**STATED EXERCISE A**
In the post on quantile breaks, retype the part that opens with the words containing "Accessing aes() mappings" and closes with "issue more below.".
**STATED EXERCISE B**
In the post on quantile breaks, which plots does the writer name as the model for setting the breaks to the quantiles?
**STATED EXERCISE C**
For each statement, answer yes or no according to the post on quantile breaks, and quote the words that decide it: (i) The approach from the StackOverflow thread works. (ii) The writer is sure scale_ functions can access the aes() mappings. (iii) The example plot maps mpg to the x axis.

**PAGE**
________________________

Accessing aes() mappings from a scale_ function

I've been trying to write a new scale_ function that automatically sets the breaks to the quantiles for that axis (a la Tufte's rangeframe plots). The main thing I'd like to accomplish is accessing the x and y variables passed to aes() from this new scale_ function. I'll outline the issue more below.

I found a StackOverflow thread that delineated how to make the new scale_ function, which is via the following set of functions:

quantile_breaks <- function(value, prob, digits = 1) {
  function(x) round(as.numeric(quantile(value, prob)), digits = digits)

quantile_trans <- function(val, prob, digits) {
    name = "quantile",
    transform = function(x) x,
    inverse = function(x) x,
    breaks = quantile_breaks(val, prob, digits))

scale_x_quantile <- function(val, prob = seq(0, 1, 0.25), digits = 1, ...) {
  scale_x_continuous(..., trans = quantile_trans(val, prob, digits))

This works, but you have to specify val by directly referring to the dataframe and column, like so:

mtcars %>% 
ggplot(aes(x = wt, y = mpg)) + 
geom_point() + 
scale_x_quantile(val = mtcars$wt)

It's clear that the quantiles of the x axis should (probably) always correspond precisely to the column mapped to x in aes(), so I would really like to implement this as a default option. However, it's unclear to me how, or whether it's even possible, to access variables passed to aes() later on. I knowother layers can access these mappings, but I don't know if it's possible for scale_ functions to access them as well. The ultimate goal is to be able to just run + scale_x_quantile() without any further arguments, and it sets the breaks to the quantiles for the x mapping by default.

________________________

Records of labeled boxes:
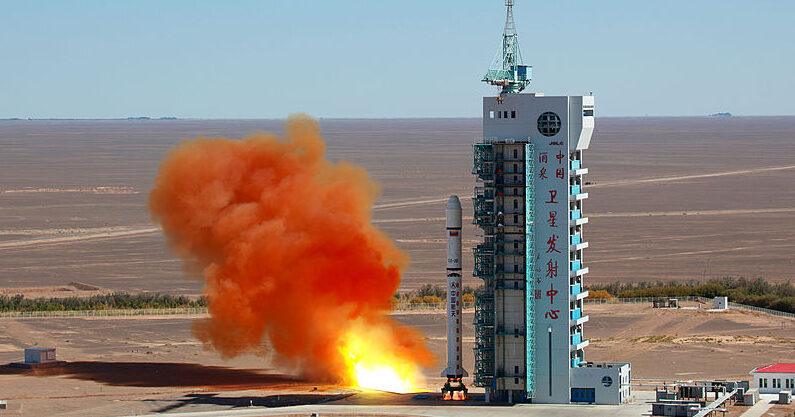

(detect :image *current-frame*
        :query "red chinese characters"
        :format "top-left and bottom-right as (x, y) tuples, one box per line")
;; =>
(547, 284), (558, 304)
(547, 259), (558, 278)
(545, 190), (558, 204)
(547, 210), (558, 227)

________________________

**FINAL ANSWER A**
Accessing aes() mappings from a scale_ function

I've been trying to write a new scale_ function that automatically sets the breaks to the quantiles for that axis (a la Tufte's rangeframe plots). The main thing I'd like to accomplish is accessing the x and y variables passed to aes() from this new scale_ function. I'll outline the issue more below.

**FINAL ANSWER B**
Tufte's rangeframe plots.

**FINAL ANSWER C**
(i) Yes: "This works, but you have to specify val by directly referring to the dataframe and column"
(ii) No: "I don't know if it's possible for scale_ functions to access them as well"
(iii) No: "ggplot(aes(x = wt, y = mpg))"